WHAT TO DO: Please render everything from the row containing "formatted like [186,410]." down to the final row below as a numbered list, leaving out blank lines.

* START *

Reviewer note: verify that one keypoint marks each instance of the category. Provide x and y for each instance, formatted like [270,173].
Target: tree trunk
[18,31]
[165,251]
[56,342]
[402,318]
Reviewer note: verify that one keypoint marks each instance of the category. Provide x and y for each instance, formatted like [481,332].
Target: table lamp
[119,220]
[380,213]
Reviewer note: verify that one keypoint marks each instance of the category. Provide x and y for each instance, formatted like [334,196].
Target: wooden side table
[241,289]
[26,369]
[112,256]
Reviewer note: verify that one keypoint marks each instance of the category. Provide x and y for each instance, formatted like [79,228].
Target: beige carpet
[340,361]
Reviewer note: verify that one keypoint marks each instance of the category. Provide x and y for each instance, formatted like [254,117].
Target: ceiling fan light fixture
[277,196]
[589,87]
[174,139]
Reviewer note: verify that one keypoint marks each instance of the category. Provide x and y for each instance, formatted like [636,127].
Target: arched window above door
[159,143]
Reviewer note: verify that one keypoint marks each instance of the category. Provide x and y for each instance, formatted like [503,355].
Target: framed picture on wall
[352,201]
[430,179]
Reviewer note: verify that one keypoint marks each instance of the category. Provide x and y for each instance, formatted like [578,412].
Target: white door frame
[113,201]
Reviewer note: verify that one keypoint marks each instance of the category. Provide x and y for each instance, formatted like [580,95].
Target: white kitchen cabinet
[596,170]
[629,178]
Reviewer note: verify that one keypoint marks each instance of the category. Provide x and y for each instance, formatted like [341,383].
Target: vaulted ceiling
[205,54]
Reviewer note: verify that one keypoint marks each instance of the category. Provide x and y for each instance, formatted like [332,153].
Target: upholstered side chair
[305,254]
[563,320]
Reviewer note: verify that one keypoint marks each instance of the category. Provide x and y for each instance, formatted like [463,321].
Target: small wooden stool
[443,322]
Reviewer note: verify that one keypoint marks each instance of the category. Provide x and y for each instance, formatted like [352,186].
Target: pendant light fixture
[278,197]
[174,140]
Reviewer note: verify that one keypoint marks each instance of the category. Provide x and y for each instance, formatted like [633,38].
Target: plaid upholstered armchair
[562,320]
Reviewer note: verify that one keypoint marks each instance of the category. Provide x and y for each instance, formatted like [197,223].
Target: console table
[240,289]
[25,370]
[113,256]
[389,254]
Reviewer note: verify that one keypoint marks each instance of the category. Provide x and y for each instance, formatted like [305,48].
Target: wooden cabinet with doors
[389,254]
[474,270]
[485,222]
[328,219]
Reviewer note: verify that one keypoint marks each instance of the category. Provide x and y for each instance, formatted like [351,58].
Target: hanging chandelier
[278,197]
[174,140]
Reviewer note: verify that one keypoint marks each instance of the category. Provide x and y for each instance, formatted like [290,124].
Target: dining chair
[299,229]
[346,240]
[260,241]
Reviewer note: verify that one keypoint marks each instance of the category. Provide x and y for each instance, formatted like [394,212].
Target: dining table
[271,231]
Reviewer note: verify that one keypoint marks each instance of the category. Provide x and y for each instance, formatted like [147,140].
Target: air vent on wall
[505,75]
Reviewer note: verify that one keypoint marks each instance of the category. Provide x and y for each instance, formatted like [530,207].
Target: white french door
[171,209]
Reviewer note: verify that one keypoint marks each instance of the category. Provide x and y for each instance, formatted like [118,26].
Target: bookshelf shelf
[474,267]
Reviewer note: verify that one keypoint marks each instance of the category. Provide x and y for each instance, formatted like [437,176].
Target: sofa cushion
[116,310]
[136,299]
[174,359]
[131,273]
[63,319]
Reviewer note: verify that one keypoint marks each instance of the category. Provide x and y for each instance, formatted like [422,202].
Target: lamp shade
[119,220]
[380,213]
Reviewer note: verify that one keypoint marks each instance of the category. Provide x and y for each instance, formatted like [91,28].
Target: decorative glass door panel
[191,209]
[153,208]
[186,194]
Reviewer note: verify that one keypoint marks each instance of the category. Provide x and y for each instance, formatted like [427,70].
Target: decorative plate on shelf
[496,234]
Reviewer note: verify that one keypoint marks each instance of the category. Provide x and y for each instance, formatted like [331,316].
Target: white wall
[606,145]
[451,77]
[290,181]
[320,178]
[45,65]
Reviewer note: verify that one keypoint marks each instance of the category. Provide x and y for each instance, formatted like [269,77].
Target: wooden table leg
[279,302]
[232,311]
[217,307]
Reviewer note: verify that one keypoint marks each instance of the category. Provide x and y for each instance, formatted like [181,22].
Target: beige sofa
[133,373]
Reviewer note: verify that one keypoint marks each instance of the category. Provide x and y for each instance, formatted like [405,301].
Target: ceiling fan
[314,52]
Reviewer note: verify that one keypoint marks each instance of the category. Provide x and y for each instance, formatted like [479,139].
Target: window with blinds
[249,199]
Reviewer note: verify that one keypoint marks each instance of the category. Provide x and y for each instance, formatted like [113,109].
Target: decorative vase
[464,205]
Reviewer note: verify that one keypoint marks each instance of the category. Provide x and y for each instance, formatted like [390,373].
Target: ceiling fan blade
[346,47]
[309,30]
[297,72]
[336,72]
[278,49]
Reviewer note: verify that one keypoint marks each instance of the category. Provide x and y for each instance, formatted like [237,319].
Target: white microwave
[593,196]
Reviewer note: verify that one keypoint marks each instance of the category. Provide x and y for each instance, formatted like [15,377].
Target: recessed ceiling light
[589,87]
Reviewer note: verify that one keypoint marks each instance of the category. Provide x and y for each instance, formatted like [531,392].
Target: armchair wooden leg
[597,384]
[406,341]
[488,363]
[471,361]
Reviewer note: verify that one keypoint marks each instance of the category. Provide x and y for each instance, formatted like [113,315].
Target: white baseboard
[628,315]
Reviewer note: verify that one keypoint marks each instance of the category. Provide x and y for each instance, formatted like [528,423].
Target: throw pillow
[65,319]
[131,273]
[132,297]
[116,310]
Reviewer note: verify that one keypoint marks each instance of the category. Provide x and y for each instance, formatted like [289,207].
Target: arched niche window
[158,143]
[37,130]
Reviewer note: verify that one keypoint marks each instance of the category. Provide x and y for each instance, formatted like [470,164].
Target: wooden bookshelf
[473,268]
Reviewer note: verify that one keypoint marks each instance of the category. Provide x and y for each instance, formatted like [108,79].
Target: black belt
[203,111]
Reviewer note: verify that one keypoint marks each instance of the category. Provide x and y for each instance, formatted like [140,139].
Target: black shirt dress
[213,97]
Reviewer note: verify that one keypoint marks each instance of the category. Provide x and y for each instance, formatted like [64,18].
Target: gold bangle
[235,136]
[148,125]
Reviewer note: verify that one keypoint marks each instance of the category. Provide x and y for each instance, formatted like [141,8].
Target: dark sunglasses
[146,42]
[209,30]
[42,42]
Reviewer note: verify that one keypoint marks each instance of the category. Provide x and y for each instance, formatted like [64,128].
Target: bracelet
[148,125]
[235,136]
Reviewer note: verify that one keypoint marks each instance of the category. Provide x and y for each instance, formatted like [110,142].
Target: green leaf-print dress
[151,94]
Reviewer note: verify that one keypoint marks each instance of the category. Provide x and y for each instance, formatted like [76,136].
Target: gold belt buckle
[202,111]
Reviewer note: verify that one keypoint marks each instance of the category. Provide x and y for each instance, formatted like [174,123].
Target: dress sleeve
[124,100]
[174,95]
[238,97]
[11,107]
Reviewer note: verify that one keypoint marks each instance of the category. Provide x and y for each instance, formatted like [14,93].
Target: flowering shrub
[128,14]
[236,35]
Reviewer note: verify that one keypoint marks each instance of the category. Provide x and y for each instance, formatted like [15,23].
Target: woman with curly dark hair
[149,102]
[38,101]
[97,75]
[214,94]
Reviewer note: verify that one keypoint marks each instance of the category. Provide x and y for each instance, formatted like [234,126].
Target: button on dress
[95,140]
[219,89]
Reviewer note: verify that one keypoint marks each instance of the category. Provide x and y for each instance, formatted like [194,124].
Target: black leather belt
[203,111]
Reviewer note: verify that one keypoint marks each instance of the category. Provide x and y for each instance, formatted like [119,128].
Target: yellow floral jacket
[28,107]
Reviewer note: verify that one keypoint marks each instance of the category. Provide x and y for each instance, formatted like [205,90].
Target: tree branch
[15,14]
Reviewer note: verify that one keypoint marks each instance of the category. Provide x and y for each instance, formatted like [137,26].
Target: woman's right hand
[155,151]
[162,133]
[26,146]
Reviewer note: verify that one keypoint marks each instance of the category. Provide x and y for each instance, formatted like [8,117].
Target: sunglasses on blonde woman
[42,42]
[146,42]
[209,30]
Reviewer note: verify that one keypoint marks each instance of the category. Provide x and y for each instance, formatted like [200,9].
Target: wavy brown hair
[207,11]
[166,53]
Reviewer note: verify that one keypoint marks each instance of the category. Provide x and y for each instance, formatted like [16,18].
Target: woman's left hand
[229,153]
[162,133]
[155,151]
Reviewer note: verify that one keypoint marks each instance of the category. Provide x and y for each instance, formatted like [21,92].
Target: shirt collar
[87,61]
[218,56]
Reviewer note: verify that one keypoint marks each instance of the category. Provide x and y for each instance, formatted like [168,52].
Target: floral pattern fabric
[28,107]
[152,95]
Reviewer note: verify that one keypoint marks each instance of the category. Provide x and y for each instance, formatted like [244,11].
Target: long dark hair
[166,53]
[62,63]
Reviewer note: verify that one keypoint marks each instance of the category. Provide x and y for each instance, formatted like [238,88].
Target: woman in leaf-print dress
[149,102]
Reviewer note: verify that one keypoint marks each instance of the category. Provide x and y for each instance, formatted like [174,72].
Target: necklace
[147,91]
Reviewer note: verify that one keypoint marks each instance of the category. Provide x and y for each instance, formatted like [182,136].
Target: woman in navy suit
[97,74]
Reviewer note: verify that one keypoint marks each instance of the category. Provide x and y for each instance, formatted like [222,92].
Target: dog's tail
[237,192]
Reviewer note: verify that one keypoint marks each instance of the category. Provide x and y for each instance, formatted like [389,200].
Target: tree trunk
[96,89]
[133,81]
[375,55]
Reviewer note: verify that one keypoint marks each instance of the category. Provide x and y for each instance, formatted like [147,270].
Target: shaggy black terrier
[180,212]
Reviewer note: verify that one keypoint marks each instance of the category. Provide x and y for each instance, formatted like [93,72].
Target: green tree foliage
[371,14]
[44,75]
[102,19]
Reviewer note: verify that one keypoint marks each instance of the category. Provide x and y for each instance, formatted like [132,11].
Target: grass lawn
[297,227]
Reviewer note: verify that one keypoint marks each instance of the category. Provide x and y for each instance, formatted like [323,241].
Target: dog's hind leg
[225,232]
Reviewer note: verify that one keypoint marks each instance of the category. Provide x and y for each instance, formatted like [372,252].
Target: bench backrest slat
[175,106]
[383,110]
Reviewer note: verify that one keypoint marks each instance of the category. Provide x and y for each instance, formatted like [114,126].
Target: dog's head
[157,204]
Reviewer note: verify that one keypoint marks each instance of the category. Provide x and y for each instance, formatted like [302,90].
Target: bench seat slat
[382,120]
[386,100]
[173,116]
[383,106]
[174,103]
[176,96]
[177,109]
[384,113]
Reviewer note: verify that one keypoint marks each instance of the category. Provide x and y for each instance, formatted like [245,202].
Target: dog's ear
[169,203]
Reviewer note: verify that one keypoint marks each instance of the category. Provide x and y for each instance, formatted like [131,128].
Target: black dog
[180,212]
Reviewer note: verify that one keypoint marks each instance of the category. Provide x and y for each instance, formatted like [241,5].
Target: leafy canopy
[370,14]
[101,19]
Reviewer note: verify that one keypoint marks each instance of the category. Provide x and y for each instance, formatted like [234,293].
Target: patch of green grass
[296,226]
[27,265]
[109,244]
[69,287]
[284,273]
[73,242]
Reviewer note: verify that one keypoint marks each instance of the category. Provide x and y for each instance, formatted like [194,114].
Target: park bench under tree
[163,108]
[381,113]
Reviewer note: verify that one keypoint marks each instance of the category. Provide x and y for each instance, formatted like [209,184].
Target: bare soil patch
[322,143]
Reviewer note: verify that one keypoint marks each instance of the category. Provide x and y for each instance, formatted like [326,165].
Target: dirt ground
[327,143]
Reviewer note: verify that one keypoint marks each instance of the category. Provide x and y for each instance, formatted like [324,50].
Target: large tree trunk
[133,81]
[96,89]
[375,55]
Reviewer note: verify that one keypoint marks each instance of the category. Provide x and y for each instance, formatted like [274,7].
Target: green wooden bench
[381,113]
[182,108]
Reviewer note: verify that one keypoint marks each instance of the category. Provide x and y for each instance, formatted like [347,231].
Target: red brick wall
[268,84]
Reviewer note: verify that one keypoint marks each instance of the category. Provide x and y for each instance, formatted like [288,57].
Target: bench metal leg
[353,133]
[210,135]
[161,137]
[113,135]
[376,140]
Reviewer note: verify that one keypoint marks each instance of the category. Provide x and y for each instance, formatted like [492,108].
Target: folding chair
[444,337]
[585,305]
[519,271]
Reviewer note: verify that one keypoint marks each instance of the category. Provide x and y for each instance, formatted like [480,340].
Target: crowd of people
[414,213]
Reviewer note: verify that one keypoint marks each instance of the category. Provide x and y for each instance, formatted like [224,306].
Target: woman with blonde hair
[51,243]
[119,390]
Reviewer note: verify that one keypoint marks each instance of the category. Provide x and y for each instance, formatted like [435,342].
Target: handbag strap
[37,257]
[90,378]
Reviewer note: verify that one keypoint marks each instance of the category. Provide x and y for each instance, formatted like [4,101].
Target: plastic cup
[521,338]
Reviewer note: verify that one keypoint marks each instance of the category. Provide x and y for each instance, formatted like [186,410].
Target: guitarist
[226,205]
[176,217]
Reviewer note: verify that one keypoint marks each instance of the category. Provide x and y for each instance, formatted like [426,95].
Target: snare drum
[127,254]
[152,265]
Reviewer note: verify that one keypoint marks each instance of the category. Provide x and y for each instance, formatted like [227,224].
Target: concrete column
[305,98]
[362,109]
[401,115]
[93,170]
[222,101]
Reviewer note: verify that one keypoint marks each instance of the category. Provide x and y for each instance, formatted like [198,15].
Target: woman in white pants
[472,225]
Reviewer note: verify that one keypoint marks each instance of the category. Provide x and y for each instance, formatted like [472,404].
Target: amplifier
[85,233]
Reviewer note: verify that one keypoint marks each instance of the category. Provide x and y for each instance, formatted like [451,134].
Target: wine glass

* END *

SOLUTION TO THIS TASK:
1. Reviewer note: verify that one keypoint marks each instance of the category. Provide x and y for each instance, formatted like [186,410].
2. Target: guitarist
3. [226,205]
4. [176,217]
5. Reviewer note: verify that one keypoint marks each instance of the category. Provide x and y for each instance, formatted like [426,95].
6. Target: snare drum
7. [127,254]
8. [152,265]
9. Reviewer note: verify that one keypoint marks each instance of the category. Provide x and y for each instance, formatted like [227,224].
10. Target: concrete column
11. [305,98]
12. [362,109]
13. [401,115]
14. [93,170]
15. [222,101]
16. Reviewer note: verify that one keypoint marks each instance of the category. Provide x and y for each instance, formatted like [198,15].
17. Target: woman in white pants
18. [472,225]
19. Reviewer note: verify that one keypoint marks each instance of the category. Provide x and y for each instance, formatted like [472,404].
20. Target: amplifier
21. [85,233]
22. Reviewer note: verify that one keypoint marks each instance of the category. Provide x and y for each instance, formatted like [451,134].
23. Target: wine glass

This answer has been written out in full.